Items listed in a dataset:
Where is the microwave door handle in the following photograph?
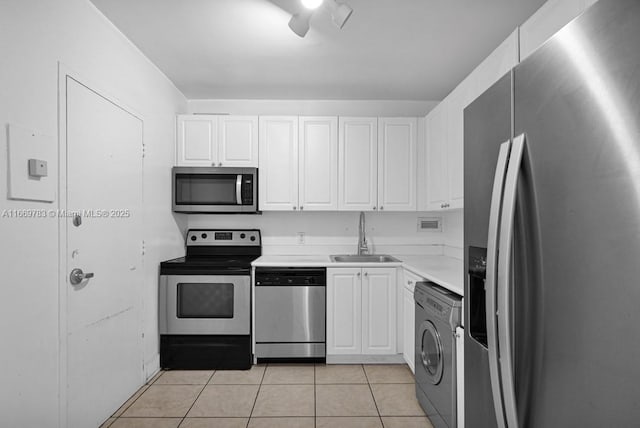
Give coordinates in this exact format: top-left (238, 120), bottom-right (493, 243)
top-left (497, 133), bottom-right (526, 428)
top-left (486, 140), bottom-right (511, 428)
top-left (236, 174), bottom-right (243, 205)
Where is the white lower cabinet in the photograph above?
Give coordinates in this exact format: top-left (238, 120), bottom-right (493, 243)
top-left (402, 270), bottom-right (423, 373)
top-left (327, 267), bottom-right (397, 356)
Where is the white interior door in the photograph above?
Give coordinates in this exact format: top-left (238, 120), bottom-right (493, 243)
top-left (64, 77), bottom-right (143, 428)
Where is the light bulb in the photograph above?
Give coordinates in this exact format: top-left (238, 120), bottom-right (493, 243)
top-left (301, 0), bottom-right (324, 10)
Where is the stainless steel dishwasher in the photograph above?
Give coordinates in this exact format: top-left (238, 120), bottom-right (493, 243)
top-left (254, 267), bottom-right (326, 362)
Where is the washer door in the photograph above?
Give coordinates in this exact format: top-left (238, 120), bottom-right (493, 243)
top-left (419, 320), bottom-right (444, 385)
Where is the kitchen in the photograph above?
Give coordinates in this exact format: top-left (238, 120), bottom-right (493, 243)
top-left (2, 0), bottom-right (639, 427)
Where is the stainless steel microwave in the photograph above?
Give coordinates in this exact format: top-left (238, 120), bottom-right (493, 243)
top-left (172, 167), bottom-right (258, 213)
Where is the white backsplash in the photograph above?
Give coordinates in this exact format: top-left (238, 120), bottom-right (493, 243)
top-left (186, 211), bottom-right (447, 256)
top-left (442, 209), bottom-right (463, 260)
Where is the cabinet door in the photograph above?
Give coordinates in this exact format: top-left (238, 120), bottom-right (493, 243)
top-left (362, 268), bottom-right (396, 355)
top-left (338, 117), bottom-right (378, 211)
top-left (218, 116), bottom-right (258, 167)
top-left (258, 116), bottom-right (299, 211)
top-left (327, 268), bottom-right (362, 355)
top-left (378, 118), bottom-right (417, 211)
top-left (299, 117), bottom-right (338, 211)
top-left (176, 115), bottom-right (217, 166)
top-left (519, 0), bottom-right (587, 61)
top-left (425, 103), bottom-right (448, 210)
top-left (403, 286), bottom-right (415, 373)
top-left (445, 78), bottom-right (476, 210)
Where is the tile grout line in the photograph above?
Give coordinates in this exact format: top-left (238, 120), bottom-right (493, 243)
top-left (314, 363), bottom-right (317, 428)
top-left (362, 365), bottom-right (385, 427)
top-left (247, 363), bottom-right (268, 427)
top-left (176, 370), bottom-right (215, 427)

* * *

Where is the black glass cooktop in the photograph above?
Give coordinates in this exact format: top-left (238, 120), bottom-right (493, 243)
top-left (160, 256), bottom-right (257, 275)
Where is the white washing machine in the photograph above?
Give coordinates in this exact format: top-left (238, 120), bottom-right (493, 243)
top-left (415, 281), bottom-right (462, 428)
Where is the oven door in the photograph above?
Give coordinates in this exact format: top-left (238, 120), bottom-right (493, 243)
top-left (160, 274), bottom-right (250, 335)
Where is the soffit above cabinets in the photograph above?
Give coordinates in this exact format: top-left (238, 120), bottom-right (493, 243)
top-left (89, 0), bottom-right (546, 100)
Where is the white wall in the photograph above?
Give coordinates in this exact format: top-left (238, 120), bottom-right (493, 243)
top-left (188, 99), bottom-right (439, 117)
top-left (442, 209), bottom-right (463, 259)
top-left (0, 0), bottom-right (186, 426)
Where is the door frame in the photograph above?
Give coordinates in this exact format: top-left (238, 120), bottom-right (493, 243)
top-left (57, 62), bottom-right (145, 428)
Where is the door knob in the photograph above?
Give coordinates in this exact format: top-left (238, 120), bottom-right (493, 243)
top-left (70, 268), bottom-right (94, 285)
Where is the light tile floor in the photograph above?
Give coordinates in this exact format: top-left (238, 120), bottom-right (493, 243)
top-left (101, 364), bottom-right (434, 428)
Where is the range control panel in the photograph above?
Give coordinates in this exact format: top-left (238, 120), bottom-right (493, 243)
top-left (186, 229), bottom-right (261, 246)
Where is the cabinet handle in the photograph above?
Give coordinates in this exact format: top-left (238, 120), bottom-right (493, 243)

* * *

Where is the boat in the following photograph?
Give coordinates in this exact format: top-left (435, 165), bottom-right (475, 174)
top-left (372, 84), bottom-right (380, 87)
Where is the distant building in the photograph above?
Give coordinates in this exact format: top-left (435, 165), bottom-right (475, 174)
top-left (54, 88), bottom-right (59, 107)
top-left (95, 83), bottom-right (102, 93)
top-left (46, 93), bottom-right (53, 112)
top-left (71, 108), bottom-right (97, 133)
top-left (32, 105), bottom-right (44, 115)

What to produce
Bring together each line above where the string "following" turns up.

Exercise output
Where is the microwave door handle in the following photograph?
Where is the boat in the following photograph?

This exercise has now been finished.